* [Source text]
On timer tick call into driver.. If buffer one has finished playing move it to third position. New last buffer is set to automatically stop DMA. Return swap status to ALSA If swapped, fill buffer three with silence or pending data It is important to fill this buffer with silence if there is no pending data
The size of the buffers needs to be large enough to cover worst case timer tick latency. Buffer two has to be large enough to ensure that the tick routine will notice buffer one has been played before buffer three starts.
If two buffers have been completed when the tick runs, let the third buffer finish without swapping. Since you don't know where you are in the third buffer, it is unsafe to swap at this point.
Playing the last buffer causes the end of buffer interrupt to happen. Callback into ALSA to alert it of the underrun and need to restart DMA. If this callback happens, make the buffers larger.
Long term observation of buffer completion status in tick handler will allow accurate computation of samples/HPET unit. Record high accuracy timer (HPET) on tick.
New low latency data that arrives can be inserted into the buffers dynamically. Use the high resolution timer source to estimate where to place it. Minimum FIFO ensures low latency play.
Design a minimum power mode. Allows a huge FIFO to be loaded (like 128KB). Call into driver to reset to minimum latency, small FIFO mode.
Advantages:
1) If ALSA goes away, hardware will stop on it's own with no noise. 2) No need to know the current position of DMA hardware. 3) Both low and high latency modes. 4) Audio interrupts only generated as error condition 5) Behavior is deterministic. Nothing is left to guess work.
2009/6/21 Jon Smirl jonsmirl@gmail.com:
New last buffer is set to automatically stop DMA.
How do you do this? DMA transfers on sound cards are a ring buffer. There is no automatic stop feature. You set the dma pointers, start dma going in a loop and that is it. You can then stop the DMA on command but not as a result of a buffer end.
On Mon, Jun 22, 2009 at 12:27 PM, James Courtier-Duttonjames.dutton@gmail.com wrote:
2009/6/21 Jon Smirl jonsmirl@gmail.com:
New last buffer is set to automatically stop DMA.
How do you do this? DMA transfers on sound cards are a ring buffer. There is no automatic stop feature.
I don't about all hardware, but all of the hardware I've worked with works both ways, ring or stop at the end.
DMA transfers for network packets wouldn't work in the ring buffer model, you need the stop at the end capability.
You set the dma pointers, start dma going in a loop and that is it. You can then stop the DMA on command but not as a result of a buffer end.
On Mon, Jun 22, 2009 at 12:43:52PM -0400, Jon Smirl wrote:
On Mon, Jun 22, 2009 at 12:27 PM, James
DMA transfers on sound cards are a ring buffer. There is no automatic stop feature.
I don't about all hardware, but all of the hardware I've worked with works both ways, ring or stop at the end.
DMA transfers for network packets wouldn't work in the ring buffer model, you need the stop at the end capability.
Remember, you're working with a general purpose SoC which shares the DMA controller with a large selection of other hardware. A DMA controller that's part of a sound device and can't be used in anything else doesn't need to worry about any other applications.

* [Required actions]
(a) Copy the DMA discussion from "If two buffers" to "(HPET) on tick.", switching "underrun" to "overrun".
(b) From the entries, print the lines from the one with "Query: bird's foot" to the one with "Outline every instance of the bird's foot.", both ends included.
The DMA discussion and the entries come from unrelated sources.

(Image outline annotation entries)
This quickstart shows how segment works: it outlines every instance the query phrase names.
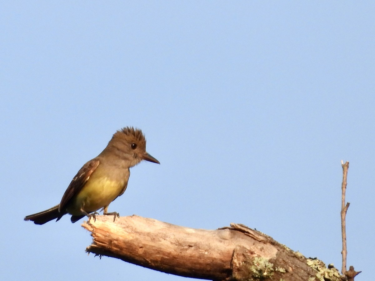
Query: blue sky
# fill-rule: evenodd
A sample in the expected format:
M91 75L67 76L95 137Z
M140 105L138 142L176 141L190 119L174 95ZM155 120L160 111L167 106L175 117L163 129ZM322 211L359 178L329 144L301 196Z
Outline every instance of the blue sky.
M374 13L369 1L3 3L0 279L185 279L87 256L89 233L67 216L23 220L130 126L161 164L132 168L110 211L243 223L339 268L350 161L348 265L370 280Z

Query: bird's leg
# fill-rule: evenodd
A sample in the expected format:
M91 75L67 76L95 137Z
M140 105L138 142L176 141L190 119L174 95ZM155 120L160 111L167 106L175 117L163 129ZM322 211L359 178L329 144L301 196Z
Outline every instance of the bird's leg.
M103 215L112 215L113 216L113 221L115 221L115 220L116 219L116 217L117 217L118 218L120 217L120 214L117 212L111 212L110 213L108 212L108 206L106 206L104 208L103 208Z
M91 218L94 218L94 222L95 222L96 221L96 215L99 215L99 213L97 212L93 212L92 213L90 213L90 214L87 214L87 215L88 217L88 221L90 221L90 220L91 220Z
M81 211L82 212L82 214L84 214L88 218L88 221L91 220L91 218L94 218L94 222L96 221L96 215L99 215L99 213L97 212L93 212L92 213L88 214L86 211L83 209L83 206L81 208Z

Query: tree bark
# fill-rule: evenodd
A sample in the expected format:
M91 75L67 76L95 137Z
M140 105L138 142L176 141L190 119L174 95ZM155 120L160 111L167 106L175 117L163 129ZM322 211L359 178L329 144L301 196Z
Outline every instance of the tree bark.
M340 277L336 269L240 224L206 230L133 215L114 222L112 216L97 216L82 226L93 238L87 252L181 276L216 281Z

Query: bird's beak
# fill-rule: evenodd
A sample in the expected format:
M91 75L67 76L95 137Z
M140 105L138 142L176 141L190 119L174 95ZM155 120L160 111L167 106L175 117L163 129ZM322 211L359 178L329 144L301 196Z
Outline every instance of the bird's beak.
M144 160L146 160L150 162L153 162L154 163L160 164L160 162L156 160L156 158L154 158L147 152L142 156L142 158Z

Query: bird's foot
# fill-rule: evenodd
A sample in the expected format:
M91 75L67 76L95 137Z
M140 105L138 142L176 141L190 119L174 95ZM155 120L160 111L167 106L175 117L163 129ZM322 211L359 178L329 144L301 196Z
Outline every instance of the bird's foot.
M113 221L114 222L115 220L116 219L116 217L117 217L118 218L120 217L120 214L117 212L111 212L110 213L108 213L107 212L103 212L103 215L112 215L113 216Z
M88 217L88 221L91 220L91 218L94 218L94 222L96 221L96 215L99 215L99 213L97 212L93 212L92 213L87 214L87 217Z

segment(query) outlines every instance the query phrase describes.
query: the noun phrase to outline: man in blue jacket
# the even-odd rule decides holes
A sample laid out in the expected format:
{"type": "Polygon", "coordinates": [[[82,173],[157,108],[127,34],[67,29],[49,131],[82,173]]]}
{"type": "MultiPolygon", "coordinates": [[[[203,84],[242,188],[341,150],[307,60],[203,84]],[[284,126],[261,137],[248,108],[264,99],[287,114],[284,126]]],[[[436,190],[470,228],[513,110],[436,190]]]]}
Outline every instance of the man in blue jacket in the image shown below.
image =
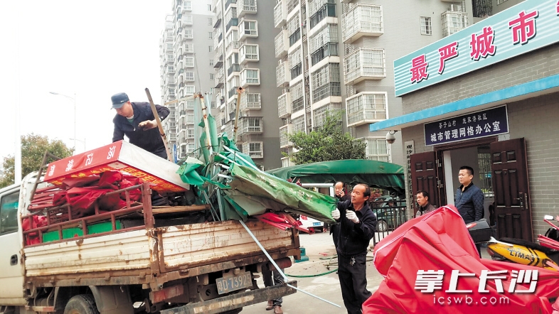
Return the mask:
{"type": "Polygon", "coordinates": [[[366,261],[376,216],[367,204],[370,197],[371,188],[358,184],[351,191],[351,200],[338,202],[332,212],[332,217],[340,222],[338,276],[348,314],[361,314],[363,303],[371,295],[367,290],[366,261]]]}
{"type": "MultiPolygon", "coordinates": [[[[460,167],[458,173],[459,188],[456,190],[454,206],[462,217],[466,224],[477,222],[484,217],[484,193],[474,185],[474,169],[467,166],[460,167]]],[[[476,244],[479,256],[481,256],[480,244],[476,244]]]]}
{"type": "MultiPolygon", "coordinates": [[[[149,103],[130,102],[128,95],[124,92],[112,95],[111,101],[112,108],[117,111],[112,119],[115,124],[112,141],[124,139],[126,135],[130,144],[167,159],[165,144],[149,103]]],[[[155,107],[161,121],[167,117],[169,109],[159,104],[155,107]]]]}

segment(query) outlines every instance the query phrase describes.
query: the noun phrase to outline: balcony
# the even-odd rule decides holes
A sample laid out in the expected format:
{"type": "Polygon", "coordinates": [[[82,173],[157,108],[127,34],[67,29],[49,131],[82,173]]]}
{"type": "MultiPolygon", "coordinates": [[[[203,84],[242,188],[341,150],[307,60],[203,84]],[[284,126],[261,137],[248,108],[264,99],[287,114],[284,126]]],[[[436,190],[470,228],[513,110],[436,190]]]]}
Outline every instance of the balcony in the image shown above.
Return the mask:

* [Outputs]
(a)
If two buffers have been completed when the tick runs, let the third buffer finish without swapping. Since you don't know where you are in the third buffer, it is unsafe to swap at this point.
Playing the last buffer causes the end of buffer interrupt to happen. Callback into ALSA to alert it of the overrun and need to restart DMA. If this callback happens, make the buffers larger.
Long term observation of buffer completion status in tick handler will allow accurate computation of samples/HPET unit. Record high accuracy timer (HPET) on tick.

(b)
Query: bird's foot
# fill-rule: evenodd
A sample in the expected format:
M91 75L67 76L95 137Z
M140 105L138 142L176 141L190 119L174 95ZM155 120L160 111L167 106L175 117L163 129ZM322 211L359 178L329 144L301 196Z
Outline every instance of the bird's foot.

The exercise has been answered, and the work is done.